Oberst Georg Klein hatte im September US-Kampfpiloten befohlen, zwei entführte Tanklastzüge zu bombardieren. Rund 140 Menschen starben. Wenn die Parlamentarier im Untersuchungsausschuss etwas aufgeklärter werden, hätte der Ausschuss weit über seinen Anlass hinaus seine Berechtigung.

Zwei Bemerkungen vorweg. Erstens: Seit 2002 kämpft die Bundeswehr in Afghanistan. Es ist ihr bisher gefährlichster Einsatz überhaupt. Die Soldaten sind zwar gut ausgebildet, haben aber keine Erfahrung mit Krieg. Was man den „Eifer des Gefechts“ nennt, müssen sie an Ort und Stelle erfahren, erleiden, einüben. Zweitens: Ob sie am Hindukusch im Krieg sind oder dort lediglich kriegsähnliche Zustände herrschen, ob sie eine Art Polizeieinsatz für den Aufbau vernetzter Sicherheit leisten oder in einem bewaffneten Konflikt im Sinne des Völkerrechts stehen – über all das gehen die Ansichten in Politik und Justiz auseinander. Vor diesem die Soldaten doppelt belastenden Hintergrund sowohl ein Höchstmaß an Professionalität von ihnen zu fordern als auch absolute Klarheit darüber, was sie dürfen und nicht, grenzt an Überforderung.

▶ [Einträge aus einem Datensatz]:
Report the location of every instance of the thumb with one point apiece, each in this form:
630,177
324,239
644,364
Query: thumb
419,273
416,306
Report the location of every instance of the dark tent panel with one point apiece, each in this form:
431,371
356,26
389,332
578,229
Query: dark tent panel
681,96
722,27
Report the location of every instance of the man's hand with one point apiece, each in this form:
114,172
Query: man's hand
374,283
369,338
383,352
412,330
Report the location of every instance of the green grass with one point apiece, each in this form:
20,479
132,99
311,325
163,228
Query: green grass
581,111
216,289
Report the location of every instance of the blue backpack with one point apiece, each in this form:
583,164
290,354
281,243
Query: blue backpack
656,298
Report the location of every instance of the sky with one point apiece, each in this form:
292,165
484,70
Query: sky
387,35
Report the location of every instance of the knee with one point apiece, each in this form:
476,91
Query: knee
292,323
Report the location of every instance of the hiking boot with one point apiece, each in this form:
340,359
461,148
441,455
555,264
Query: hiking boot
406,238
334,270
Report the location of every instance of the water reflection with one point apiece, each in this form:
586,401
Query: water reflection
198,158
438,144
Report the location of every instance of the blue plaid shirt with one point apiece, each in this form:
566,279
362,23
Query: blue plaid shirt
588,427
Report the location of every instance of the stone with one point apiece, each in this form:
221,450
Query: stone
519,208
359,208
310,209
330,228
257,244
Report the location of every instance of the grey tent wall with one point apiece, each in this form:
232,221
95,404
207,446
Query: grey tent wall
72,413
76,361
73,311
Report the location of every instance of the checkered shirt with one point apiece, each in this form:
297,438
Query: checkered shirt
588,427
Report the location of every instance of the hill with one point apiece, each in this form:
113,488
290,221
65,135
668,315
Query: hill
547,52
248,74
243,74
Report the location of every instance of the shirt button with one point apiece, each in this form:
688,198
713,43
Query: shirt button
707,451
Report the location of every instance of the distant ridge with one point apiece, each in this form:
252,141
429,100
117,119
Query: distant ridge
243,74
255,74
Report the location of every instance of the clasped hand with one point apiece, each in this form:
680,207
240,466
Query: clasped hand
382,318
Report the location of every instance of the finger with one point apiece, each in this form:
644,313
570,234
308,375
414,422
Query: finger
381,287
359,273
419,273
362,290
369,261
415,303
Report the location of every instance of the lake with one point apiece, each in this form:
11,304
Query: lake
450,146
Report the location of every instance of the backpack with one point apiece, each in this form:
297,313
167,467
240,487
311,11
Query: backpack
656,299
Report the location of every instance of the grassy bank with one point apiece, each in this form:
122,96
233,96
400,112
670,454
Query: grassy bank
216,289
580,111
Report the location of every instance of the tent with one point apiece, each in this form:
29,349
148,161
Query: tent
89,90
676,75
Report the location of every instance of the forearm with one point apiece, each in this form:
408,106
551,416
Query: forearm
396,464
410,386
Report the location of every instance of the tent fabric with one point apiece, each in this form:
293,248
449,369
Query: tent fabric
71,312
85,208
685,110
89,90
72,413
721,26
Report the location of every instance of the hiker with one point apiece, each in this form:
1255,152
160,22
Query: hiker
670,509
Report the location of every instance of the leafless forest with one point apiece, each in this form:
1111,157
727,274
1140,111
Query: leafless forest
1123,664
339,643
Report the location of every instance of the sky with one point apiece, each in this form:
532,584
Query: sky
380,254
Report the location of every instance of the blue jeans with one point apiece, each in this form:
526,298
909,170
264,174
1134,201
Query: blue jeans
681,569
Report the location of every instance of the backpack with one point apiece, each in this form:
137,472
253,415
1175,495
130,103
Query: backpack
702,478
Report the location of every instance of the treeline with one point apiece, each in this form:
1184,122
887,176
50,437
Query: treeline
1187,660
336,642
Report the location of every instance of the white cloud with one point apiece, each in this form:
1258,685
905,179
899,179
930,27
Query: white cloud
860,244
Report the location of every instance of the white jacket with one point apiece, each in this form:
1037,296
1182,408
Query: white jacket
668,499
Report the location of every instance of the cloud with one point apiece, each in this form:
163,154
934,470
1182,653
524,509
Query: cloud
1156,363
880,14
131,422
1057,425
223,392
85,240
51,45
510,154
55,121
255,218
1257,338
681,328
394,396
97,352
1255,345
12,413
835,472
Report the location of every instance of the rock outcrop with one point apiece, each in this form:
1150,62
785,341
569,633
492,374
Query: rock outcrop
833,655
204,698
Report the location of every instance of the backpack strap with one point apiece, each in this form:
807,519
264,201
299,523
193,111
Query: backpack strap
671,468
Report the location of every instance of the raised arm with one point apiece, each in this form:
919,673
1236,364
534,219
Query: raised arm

▶ [Aufgabe]:
Schreib das Stück aus dem Lesetext, das mit „Oberst Georg Klein“ anfängt und bis einschließlich „hinaus seine Berechtigung.“ geht, noch einmal hin und ersetze darin „Tanklastzüge“ durch „Lastwagen“. Die Daten haben mit dem Lesetext nichts zu tun.

▶ [Richtiges Ergebnis]:
Oberst Georg Klein hatte im September US-Kampfpiloten befohlen, zwei entführte Lastwagen zu bombardieren. Rund 140 Menschen starben. Wenn die Parlamentarier im Untersuchungsausschuss etwas aufgeklärter werden, hätte der Ausschuss weit über seinen Anlass hinaus seine Berechtigung.